(Named-object pointing records)
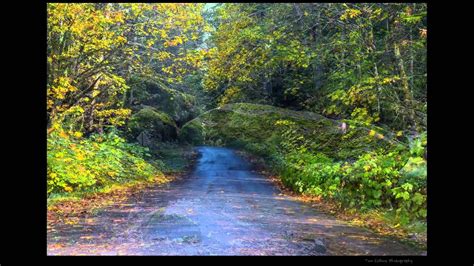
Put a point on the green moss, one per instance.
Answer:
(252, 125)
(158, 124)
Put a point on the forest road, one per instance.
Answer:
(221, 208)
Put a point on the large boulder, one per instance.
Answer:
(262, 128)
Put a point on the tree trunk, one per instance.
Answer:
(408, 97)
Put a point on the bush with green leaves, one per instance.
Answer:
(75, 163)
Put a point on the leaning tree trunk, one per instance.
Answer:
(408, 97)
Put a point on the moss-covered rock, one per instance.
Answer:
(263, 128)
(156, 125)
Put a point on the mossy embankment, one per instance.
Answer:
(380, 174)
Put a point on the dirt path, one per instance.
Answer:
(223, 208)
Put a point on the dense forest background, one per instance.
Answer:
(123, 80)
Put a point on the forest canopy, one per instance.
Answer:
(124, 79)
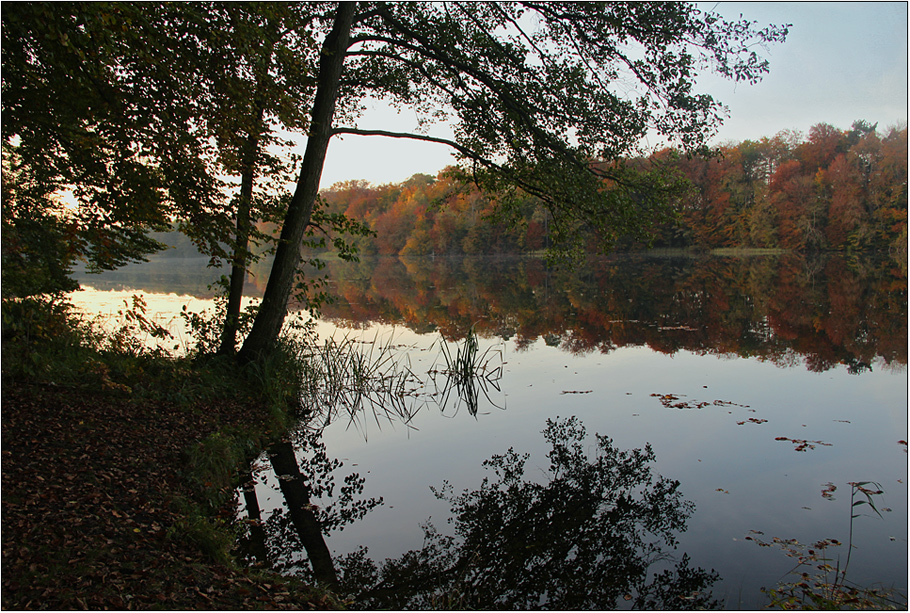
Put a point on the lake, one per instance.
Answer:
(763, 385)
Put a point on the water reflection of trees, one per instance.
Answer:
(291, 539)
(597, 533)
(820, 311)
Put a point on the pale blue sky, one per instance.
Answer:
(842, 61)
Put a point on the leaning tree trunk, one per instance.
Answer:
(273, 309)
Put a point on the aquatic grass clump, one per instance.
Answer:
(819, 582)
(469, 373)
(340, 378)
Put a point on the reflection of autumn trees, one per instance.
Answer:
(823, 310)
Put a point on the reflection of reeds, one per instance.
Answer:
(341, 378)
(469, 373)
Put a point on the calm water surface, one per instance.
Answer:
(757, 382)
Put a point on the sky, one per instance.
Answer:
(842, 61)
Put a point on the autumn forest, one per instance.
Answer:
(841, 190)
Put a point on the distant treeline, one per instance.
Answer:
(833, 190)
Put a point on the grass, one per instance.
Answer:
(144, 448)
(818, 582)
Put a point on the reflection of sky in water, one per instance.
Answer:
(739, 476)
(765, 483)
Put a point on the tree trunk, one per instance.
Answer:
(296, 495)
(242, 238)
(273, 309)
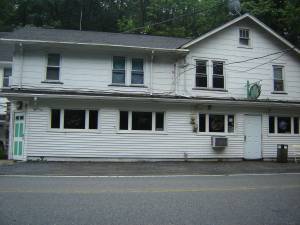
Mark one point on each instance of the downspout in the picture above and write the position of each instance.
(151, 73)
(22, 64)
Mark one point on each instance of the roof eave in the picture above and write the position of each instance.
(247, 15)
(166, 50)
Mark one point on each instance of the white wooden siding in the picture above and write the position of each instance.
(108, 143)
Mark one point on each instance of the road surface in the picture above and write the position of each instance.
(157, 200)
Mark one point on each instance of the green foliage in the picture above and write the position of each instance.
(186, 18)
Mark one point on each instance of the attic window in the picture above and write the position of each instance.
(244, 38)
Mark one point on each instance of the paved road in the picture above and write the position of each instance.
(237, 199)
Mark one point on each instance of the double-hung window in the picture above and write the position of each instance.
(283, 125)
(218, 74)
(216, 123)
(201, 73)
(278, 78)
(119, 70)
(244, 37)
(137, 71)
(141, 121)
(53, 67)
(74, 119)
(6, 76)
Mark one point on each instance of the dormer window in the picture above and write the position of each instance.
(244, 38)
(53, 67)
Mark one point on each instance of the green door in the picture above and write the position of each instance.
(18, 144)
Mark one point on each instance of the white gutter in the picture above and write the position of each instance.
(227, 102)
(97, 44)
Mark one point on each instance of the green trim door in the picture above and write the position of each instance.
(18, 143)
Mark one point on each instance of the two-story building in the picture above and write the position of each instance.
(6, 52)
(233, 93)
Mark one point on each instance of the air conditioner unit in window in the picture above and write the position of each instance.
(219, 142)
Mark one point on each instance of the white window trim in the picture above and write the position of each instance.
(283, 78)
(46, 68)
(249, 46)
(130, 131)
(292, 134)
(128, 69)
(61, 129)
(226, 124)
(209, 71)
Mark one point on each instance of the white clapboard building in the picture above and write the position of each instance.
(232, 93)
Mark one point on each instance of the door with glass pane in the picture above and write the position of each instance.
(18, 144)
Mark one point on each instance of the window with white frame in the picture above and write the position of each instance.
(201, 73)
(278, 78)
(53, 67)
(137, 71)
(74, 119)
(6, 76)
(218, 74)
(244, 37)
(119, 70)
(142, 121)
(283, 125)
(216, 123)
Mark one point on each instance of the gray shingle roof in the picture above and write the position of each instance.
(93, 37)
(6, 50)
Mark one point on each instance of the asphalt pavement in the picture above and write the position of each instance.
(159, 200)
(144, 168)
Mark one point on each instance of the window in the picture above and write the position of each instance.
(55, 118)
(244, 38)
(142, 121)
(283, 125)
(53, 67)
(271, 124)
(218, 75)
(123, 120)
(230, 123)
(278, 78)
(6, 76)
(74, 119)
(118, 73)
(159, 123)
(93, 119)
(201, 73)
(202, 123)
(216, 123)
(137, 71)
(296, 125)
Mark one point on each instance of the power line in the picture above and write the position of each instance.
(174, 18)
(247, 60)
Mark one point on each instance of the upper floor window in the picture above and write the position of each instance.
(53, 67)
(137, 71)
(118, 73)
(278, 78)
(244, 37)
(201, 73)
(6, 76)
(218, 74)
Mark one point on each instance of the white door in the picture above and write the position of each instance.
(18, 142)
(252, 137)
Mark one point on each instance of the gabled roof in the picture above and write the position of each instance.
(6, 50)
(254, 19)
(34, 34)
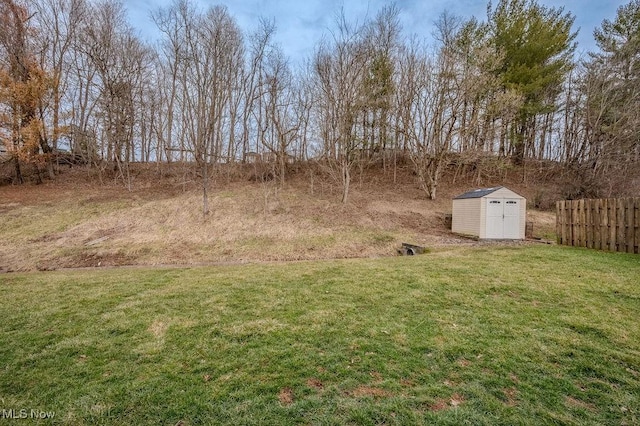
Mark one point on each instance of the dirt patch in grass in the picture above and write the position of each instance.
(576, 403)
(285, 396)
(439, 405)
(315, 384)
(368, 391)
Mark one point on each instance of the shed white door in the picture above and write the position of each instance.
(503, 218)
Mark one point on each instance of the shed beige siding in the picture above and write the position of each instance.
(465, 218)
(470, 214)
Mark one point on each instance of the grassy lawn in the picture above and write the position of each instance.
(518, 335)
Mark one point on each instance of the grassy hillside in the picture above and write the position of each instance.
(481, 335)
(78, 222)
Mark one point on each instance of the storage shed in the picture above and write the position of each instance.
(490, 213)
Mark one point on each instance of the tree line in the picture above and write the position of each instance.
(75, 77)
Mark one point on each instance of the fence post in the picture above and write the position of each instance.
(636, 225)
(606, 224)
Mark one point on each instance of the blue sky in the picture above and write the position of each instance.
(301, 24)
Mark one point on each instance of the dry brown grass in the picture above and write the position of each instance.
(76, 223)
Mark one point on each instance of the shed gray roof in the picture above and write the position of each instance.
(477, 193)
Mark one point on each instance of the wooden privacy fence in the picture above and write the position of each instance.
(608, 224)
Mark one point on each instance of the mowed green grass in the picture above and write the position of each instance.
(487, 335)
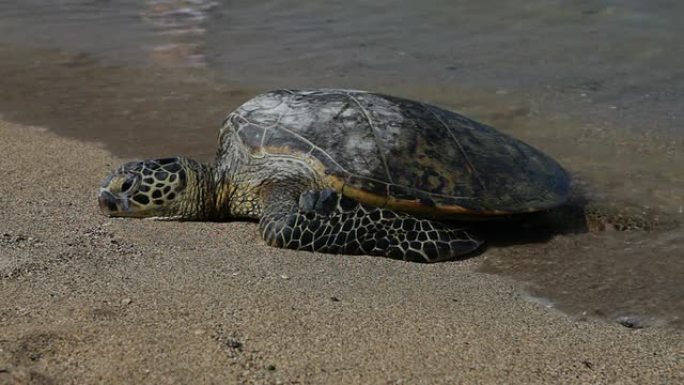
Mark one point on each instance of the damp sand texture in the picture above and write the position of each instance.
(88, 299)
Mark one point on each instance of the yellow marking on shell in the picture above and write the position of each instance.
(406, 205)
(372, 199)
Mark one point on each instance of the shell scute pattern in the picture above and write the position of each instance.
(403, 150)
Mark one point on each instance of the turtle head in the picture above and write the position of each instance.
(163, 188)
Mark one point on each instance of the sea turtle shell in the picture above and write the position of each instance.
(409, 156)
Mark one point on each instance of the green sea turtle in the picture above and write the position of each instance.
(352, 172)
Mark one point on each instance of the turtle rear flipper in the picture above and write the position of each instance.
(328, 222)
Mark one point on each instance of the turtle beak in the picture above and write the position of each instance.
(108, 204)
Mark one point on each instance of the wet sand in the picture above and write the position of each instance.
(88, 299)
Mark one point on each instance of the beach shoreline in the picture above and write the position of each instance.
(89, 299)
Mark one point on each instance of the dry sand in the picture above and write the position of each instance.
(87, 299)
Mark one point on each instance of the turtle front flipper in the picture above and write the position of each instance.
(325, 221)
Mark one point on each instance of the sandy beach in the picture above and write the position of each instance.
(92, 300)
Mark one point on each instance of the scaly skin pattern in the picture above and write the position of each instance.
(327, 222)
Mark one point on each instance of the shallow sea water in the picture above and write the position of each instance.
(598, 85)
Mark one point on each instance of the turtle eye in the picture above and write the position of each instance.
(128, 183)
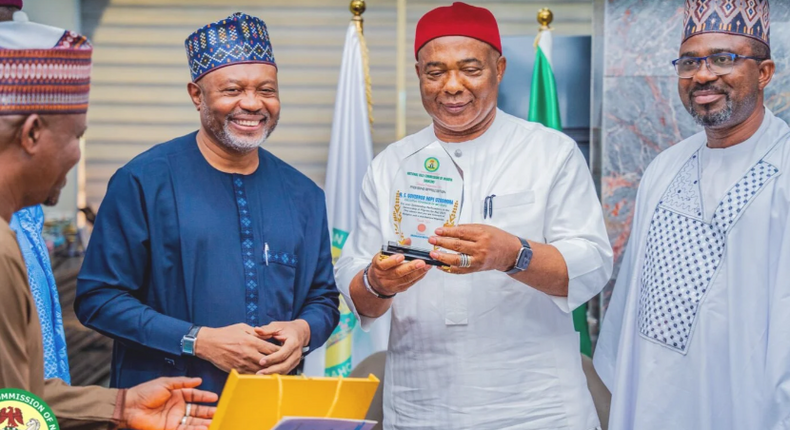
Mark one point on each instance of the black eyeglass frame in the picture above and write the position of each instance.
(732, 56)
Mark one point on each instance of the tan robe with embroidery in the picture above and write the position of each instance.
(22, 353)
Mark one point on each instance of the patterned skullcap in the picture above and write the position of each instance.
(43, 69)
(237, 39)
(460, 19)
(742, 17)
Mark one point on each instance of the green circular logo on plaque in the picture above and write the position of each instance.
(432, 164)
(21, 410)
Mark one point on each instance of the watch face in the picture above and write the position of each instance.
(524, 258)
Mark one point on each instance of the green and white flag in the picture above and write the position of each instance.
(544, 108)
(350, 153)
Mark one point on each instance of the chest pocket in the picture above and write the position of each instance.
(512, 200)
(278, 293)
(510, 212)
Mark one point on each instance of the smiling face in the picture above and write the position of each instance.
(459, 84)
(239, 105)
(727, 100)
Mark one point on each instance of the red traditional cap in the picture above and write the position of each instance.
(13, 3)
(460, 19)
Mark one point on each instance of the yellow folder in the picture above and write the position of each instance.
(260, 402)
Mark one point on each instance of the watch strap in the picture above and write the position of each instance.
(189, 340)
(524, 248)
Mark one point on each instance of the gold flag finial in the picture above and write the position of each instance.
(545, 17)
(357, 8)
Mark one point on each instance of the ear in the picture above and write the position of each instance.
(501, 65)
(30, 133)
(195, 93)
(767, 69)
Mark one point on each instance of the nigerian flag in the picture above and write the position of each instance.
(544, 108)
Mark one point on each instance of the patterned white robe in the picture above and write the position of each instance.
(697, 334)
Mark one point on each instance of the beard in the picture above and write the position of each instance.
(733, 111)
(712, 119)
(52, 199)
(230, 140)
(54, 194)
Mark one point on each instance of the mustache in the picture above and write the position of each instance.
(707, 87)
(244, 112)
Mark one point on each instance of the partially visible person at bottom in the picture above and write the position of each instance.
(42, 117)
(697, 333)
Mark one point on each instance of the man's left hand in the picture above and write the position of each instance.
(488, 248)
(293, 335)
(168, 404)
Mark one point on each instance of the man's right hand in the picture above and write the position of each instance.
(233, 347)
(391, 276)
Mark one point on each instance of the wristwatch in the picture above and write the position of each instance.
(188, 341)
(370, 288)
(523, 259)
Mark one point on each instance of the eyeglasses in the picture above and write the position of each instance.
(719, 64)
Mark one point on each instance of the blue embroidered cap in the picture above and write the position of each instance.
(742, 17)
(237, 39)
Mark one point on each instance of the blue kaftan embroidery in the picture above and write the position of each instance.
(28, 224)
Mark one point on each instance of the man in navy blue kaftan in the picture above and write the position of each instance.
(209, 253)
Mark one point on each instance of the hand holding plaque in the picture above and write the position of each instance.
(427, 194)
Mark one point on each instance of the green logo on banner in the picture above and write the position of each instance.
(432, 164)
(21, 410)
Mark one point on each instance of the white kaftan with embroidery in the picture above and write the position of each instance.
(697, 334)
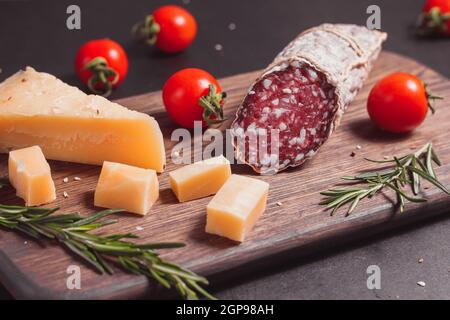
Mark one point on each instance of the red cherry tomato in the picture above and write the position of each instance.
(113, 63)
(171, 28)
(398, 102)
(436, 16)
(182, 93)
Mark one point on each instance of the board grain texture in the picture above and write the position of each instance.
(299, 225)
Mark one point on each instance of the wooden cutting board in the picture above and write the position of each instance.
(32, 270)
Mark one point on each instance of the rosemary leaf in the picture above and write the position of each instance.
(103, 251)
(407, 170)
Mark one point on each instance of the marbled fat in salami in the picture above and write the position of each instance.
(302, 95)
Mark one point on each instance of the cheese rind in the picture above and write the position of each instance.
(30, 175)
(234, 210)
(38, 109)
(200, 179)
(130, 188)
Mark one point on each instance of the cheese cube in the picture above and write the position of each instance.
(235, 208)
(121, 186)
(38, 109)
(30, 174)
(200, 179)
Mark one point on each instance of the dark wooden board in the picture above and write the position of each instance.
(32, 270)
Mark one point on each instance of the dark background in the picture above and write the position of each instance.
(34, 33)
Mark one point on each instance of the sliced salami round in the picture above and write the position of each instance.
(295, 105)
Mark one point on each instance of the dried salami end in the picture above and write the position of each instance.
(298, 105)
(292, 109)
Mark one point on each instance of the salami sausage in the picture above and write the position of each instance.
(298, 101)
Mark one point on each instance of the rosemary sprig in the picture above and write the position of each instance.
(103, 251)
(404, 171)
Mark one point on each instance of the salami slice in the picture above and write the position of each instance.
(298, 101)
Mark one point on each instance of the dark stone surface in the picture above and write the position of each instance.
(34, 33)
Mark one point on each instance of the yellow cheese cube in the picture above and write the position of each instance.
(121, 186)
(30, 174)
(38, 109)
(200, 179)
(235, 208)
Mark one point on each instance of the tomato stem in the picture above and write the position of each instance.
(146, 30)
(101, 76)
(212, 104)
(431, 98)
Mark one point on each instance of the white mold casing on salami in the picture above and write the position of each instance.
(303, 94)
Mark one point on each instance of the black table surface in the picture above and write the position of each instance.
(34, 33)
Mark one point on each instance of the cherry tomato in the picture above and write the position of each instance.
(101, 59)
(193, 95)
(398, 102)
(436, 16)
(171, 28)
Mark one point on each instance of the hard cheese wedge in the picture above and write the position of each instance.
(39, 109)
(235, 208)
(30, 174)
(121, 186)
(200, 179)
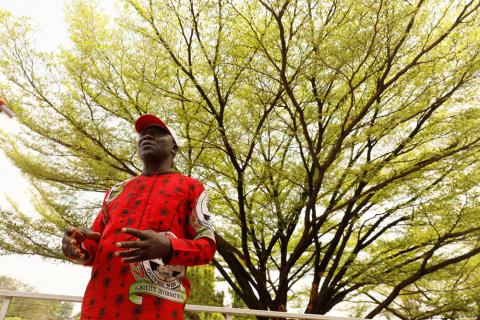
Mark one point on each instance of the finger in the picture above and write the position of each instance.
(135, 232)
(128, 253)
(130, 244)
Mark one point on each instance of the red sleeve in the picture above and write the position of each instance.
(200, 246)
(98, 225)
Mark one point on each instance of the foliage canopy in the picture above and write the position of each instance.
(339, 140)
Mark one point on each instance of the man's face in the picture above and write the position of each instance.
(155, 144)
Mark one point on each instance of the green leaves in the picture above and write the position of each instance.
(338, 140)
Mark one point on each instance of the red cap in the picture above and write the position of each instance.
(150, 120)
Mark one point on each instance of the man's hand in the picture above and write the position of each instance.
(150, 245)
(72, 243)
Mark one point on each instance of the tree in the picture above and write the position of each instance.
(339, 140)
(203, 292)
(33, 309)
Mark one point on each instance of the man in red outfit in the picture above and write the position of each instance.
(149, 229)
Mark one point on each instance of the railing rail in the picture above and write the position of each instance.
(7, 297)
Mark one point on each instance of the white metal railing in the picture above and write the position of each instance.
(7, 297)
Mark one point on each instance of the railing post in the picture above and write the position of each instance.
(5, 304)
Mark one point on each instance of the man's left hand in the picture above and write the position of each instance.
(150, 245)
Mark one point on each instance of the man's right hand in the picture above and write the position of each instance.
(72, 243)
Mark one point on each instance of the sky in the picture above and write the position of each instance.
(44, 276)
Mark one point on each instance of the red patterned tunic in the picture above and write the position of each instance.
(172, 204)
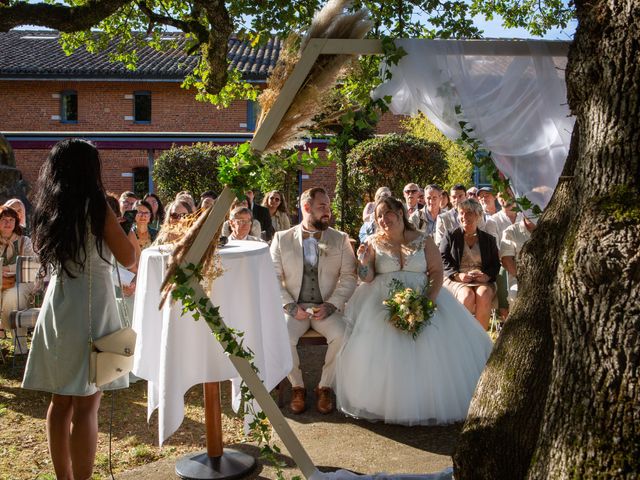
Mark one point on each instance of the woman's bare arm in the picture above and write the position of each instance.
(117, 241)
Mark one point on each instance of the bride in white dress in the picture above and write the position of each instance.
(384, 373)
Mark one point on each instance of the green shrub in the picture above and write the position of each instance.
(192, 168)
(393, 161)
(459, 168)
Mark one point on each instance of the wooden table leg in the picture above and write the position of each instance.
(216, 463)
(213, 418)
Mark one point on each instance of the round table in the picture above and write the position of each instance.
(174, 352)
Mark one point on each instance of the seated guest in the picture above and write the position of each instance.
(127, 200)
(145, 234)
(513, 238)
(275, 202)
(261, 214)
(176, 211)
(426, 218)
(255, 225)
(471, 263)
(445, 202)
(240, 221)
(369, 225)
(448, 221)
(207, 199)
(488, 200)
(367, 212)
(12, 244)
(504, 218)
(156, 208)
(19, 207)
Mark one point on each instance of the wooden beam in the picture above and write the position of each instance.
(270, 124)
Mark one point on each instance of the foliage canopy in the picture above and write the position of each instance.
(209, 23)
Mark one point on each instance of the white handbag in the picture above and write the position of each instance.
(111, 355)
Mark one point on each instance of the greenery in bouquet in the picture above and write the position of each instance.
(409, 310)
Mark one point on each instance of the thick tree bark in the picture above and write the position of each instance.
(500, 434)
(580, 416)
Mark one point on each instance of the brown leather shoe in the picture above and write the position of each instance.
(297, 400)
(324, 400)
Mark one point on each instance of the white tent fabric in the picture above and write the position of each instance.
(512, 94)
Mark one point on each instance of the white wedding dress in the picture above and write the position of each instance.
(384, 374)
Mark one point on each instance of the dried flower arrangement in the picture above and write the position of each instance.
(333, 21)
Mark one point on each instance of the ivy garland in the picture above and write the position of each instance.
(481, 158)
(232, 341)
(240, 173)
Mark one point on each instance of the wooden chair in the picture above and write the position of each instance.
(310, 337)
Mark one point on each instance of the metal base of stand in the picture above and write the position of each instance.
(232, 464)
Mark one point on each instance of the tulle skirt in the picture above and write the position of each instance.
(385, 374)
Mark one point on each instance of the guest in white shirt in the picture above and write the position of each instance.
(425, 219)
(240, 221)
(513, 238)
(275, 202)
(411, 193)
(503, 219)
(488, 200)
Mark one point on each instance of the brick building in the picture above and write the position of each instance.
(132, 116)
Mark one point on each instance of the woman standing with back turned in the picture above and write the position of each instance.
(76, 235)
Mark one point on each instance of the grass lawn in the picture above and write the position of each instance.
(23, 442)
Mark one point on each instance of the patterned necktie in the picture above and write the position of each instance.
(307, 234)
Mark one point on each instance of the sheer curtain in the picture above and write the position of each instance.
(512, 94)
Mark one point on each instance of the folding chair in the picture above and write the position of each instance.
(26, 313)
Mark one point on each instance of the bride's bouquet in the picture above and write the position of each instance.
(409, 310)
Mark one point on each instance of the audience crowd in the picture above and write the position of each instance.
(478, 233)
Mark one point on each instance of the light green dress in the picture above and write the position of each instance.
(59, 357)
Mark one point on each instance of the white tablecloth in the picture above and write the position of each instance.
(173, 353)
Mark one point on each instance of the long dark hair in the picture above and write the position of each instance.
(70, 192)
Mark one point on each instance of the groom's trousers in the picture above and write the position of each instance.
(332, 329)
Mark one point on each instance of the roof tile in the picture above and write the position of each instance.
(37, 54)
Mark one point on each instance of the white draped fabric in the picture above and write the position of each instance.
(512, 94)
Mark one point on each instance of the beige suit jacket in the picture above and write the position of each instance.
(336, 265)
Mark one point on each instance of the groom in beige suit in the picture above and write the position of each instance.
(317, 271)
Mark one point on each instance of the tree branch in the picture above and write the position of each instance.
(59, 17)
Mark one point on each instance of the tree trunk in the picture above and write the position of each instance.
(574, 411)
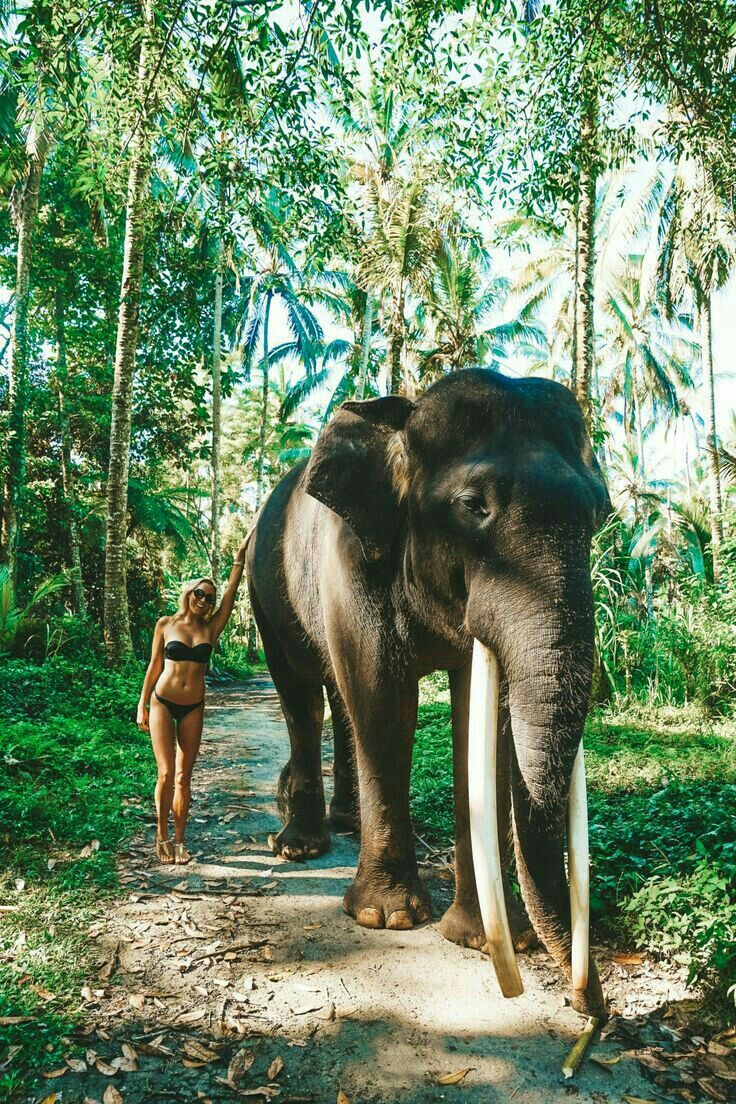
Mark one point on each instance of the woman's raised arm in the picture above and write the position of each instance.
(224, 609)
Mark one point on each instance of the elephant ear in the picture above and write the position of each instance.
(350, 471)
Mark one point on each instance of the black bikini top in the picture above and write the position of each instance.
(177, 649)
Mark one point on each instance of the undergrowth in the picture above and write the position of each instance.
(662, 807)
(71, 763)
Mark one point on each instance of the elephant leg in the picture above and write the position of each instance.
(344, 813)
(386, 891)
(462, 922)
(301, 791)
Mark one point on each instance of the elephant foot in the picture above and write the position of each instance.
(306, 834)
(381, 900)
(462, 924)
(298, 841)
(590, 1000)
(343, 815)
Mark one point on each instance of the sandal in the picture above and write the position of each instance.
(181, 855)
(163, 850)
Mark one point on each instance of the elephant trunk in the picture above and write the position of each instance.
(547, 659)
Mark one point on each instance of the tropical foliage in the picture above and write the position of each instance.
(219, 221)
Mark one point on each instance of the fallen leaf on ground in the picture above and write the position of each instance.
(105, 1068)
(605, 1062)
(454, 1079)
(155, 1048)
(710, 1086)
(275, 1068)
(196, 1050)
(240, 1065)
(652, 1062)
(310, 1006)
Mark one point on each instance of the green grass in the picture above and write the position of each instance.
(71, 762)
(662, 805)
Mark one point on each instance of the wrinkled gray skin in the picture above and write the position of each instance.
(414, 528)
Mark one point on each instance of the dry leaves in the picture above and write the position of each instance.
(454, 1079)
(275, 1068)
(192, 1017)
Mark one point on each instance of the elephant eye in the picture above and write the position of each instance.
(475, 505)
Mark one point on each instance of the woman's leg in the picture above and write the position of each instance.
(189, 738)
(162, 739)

#### Problem description:
Lines from the one containing "Mark one point on each instance of the fallen" through the final line are to be given again verbatim, with nothing before or after.

#### Result for this task:
Mark one point on each instance of the fallen leaf on ground in the picture above and write the position of each instance.
(105, 1068)
(605, 1062)
(454, 1079)
(155, 1048)
(710, 1086)
(275, 1068)
(196, 1050)
(240, 1065)
(652, 1062)
(310, 1006)
Mark one point on each instance of the green grass in the picture above and write the position of each instance.
(71, 762)
(662, 805)
Mark one point on each instance of the wrinkled gray skin in the picture above and write the position of each instance.
(414, 528)
Mark one point on each instance of the dry leaves in the picture above and write the position of each instance.
(454, 1079)
(275, 1068)
(192, 1017)
Mark one point on each instance of the elephant eye in the picture above and write the position of each instance.
(475, 505)
Mark one point on each instance of the woman's leg in the picture above and write the position of each instance.
(189, 738)
(162, 739)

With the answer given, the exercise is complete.